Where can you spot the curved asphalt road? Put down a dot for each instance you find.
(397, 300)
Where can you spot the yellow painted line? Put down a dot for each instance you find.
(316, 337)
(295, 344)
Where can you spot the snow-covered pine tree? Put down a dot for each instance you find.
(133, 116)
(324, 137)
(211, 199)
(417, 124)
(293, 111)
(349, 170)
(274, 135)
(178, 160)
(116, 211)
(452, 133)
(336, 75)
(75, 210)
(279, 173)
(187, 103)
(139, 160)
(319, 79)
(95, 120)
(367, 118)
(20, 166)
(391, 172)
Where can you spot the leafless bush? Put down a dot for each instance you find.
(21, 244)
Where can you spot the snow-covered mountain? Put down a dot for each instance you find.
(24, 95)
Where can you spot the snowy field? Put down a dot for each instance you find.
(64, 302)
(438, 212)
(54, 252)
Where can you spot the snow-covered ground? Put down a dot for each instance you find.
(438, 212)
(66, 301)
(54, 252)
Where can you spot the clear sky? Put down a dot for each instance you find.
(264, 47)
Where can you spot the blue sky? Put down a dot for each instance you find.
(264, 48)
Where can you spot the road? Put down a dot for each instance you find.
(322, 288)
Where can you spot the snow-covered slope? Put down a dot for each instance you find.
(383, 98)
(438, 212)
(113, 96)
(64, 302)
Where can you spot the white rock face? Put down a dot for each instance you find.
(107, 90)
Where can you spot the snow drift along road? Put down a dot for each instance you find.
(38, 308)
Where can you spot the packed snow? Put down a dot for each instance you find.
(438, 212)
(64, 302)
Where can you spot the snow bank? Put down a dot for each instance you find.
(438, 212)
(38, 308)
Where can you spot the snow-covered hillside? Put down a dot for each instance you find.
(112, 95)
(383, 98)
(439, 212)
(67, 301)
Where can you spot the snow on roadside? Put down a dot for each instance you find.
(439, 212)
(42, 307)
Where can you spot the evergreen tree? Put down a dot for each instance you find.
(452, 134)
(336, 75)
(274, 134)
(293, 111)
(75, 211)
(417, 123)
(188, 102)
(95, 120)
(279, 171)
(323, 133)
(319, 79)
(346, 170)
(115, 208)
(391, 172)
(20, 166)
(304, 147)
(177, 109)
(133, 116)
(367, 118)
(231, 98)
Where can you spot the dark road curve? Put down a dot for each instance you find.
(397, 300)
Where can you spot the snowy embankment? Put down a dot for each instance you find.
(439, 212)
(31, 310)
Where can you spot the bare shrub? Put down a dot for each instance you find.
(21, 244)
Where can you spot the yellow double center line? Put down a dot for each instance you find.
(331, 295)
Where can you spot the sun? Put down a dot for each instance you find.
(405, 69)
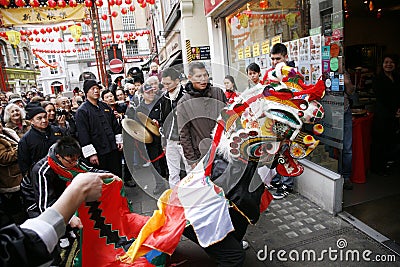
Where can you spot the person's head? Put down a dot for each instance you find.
(16, 99)
(253, 72)
(13, 113)
(108, 96)
(63, 102)
(389, 63)
(50, 109)
(153, 67)
(198, 75)
(37, 116)
(148, 92)
(278, 54)
(67, 150)
(229, 83)
(92, 90)
(131, 88)
(153, 82)
(170, 79)
(120, 94)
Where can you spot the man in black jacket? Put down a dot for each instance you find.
(169, 125)
(98, 131)
(32, 147)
--------
- _BRIEF_: Copy out all the data above exactly, pictures excluded.

- _ANSWER_:
Where can you spot the curved asphalt road? Put down a dot for each instance you find.
(397, 300)
Where can you spot the yellow painted line? Put down a dot for each instance you find.
(316, 337)
(295, 344)
Where can you spot the snow-covered pine tree? Put down a dot for each instance you find.
(133, 116)
(324, 137)
(211, 199)
(417, 124)
(293, 111)
(349, 170)
(274, 135)
(178, 160)
(116, 211)
(452, 133)
(336, 75)
(75, 210)
(279, 173)
(187, 103)
(139, 160)
(319, 79)
(95, 120)
(367, 118)
(20, 166)
(391, 172)
Where can you spot the leafless bush? Put down a dot for each instance you find.
(21, 244)
Where can you spot the snow-covered mountain? Put down a dot for each instance you find.
(24, 95)
Where can you spot the snowy field? Put down a dot for each instance you find.
(64, 302)
(438, 212)
(54, 252)
Where can you spot the snow-covered ground? Put down a dot for each instance you find.
(438, 212)
(66, 301)
(54, 252)
Where can you spot the clear sky? Put down a dot for each instance you find.
(264, 47)
Where can you spot the blue sky? Put down a dot for each instance you find.
(264, 48)
Where can you spot the road? Put down a dot for each instance you find.
(322, 288)
Where can you spot the snow-covered slope? Put down a dot for each instance you find.
(383, 98)
(438, 212)
(113, 96)
(64, 302)
Where can you spot the white rock face? Put down a dot for each instance you find.
(107, 90)
Where can you spot the snow drift along road? Put down a dot for each instance you find.
(38, 308)
Where can you spot the packed snow? Put down a dot for each instance you find.
(438, 212)
(64, 302)
Where can you spot the snow bank? Put down a dot for each instance you find.
(438, 212)
(38, 308)
Where can you spot the snow-covered hillside? Put down a dot for each instance you find.
(112, 95)
(383, 98)
(439, 212)
(67, 301)
Where can you spot the snow on roadside? Put down a dot for each instance you find.
(439, 212)
(42, 307)
Where can you spot the evergreen tree? Put down a dot for each instance you find.
(452, 134)
(336, 75)
(274, 134)
(293, 111)
(75, 211)
(417, 123)
(188, 102)
(95, 120)
(279, 171)
(323, 133)
(319, 79)
(346, 170)
(115, 208)
(391, 172)
(20, 166)
(304, 147)
(177, 109)
(133, 116)
(367, 118)
(231, 98)
Where can you spot the dark road curve? Put down a dot for each instance you find.
(397, 300)
Where can you spot the snowy embankment? Put down a dot for each instance you find.
(439, 212)
(31, 310)
Where can you spot the bare shrub? Put down a dot for each instance you find.
(21, 244)
Where can you spot the yellow double center line? Put down a dot for each instance you find.
(331, 295)
Where can you spot the sun? Put down a dot for each instance you find.
(405, 69)
Where can you spot the person's head? Put down a dot for each instance you find.
(16, 99)
(253, 72)
(13, 113)
(108, 96)
(63, 102)
(389, 63)
(50, 109)
(153, 67)
(198, 75)
(37, 116)
(148, 92)
(278, 54)
(67, 150)
(229, 83)
(92, 90)
(131, 88)
(153, 82)
(170, 79)
(120, 94)
Where can you spot the man in black jacket? Put down a dot for each instance you find.
(169, 125)
(98, 131)
(32, 147)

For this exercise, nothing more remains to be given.